» MATERIAL FOR THIS EXERCISE:
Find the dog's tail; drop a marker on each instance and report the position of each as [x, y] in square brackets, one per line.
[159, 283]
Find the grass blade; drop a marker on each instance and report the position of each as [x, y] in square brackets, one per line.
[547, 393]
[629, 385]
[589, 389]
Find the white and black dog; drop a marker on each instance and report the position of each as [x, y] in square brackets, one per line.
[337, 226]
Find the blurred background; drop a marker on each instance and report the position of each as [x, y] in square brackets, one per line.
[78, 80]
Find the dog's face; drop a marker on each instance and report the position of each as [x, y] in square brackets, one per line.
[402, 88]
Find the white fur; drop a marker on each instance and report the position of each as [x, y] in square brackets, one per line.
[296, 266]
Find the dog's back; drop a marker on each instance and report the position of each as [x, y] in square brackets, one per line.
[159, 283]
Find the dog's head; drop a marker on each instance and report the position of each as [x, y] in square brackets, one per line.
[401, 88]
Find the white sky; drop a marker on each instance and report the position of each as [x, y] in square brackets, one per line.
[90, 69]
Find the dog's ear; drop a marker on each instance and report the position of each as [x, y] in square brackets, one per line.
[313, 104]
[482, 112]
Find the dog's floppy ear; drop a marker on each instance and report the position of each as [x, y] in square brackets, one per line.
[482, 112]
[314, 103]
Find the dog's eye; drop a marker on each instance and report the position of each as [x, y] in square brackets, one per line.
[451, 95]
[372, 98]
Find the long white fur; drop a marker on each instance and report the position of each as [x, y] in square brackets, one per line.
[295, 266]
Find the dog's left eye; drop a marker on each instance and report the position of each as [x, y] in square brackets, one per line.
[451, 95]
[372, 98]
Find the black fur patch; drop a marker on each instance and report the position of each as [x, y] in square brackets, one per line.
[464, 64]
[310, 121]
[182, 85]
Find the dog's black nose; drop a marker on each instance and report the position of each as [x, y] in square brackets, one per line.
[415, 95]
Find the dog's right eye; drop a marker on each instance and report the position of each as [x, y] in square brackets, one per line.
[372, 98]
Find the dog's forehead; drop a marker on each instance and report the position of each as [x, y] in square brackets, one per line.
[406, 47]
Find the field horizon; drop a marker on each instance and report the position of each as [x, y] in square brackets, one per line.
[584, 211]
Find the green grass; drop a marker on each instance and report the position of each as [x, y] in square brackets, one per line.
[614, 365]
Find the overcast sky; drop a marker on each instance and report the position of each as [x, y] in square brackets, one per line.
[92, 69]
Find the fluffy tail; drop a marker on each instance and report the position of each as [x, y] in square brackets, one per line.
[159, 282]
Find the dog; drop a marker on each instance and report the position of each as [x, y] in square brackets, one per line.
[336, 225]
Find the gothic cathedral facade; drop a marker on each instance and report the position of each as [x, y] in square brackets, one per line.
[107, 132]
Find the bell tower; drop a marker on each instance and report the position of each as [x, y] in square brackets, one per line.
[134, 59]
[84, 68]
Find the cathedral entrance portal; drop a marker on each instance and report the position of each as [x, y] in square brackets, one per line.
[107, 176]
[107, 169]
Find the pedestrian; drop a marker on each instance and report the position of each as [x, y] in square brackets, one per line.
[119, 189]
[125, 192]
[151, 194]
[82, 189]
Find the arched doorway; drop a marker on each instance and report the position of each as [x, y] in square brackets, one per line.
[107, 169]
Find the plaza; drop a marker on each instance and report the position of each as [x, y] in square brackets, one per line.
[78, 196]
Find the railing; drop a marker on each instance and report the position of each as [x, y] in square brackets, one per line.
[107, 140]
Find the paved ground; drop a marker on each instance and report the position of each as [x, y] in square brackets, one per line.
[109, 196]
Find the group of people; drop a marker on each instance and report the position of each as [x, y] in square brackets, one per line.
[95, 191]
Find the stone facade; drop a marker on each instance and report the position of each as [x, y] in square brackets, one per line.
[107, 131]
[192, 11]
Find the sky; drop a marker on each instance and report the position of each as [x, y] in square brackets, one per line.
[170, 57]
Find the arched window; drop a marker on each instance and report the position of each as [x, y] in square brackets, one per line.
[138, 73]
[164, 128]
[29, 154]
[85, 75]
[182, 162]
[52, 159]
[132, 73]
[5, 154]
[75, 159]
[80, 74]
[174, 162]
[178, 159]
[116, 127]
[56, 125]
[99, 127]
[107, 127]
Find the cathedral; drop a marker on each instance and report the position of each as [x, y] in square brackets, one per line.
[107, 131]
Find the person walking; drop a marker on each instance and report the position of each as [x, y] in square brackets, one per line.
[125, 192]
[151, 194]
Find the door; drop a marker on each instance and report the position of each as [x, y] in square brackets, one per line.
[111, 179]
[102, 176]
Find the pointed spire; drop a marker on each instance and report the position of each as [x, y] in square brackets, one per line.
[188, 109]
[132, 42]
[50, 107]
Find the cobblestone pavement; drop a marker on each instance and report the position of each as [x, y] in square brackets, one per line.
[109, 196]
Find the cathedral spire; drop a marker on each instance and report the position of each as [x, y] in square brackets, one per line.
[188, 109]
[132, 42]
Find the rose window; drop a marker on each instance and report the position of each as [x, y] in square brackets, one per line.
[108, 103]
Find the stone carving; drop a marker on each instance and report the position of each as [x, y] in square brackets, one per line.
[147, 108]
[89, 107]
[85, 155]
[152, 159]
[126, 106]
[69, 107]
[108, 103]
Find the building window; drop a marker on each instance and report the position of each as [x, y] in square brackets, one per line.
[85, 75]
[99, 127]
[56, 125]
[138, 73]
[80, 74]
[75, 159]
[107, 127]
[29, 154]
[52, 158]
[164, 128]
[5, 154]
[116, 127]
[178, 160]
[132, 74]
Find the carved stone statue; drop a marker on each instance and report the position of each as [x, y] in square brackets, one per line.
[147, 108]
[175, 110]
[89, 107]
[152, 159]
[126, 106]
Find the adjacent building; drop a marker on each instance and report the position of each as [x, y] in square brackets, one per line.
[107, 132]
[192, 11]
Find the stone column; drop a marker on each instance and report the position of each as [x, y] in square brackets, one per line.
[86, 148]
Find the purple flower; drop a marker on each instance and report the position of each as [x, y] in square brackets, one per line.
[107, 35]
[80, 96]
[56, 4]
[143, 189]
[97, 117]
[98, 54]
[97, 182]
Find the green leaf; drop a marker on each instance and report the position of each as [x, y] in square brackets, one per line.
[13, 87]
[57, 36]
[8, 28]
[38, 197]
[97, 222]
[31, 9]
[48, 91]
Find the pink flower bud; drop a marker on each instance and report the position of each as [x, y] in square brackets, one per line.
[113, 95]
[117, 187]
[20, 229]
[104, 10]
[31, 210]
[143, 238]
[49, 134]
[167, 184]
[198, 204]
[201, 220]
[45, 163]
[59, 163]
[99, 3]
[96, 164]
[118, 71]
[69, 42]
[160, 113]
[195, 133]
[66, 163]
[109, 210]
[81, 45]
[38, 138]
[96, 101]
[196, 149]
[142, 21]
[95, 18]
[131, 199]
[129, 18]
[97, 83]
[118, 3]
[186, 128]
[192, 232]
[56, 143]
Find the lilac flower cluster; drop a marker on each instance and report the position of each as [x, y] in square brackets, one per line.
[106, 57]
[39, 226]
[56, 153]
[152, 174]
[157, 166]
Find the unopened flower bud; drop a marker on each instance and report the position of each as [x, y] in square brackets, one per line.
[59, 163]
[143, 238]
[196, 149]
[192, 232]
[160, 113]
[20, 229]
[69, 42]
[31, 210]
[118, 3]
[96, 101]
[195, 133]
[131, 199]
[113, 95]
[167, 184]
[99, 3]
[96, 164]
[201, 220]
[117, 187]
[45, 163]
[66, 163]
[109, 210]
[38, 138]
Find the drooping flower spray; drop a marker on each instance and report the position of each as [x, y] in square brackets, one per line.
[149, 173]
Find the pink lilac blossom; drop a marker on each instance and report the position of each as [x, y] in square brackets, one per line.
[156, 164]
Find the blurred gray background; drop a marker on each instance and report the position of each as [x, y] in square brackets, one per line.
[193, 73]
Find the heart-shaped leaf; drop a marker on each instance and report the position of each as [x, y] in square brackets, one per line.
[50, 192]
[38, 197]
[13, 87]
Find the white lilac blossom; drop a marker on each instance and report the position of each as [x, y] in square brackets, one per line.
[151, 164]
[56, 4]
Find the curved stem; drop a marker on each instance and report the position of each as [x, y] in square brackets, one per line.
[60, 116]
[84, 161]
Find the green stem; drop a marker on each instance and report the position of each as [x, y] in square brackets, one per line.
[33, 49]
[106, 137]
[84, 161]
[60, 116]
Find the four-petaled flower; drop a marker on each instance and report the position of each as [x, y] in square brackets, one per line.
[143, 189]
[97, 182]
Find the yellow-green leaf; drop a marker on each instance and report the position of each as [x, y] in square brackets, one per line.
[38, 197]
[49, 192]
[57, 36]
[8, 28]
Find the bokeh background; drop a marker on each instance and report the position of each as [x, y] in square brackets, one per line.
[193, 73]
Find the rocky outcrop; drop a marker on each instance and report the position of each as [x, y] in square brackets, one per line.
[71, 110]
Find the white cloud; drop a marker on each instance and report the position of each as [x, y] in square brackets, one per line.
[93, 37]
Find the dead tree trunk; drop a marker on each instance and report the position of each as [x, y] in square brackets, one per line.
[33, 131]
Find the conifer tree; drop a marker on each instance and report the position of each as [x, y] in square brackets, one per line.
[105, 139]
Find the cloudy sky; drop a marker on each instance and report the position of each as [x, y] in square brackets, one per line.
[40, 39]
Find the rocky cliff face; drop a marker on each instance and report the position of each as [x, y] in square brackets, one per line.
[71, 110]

» INSTRUCTIONS FOR THE TASK: Rewrite the records as a numbered list, from the line containing "Find the dead" through the end of the records, both ends included. Leave out any blank lines.

» ANSWER IN FULL:
1. Find the dead tree trunk; drop a marker on each instance and report the position of each as [x, y] in square brackets, one per line.
2. [33, 131]
3. Find the conifer tree; drop a marker on each instance and report the position of each as [x, y] in square brackets, one per line.
4. [105, 139]
5. Find the cloudy sky; drop a marker on each instance and report the position of each as [x, y] in square brackets, one per line.
6. [40, 39]
7. Find the rocky cliff face; drop a marker on each instance and report the position of each as [x, y] in square brackets, one per line.
8. [71, 110]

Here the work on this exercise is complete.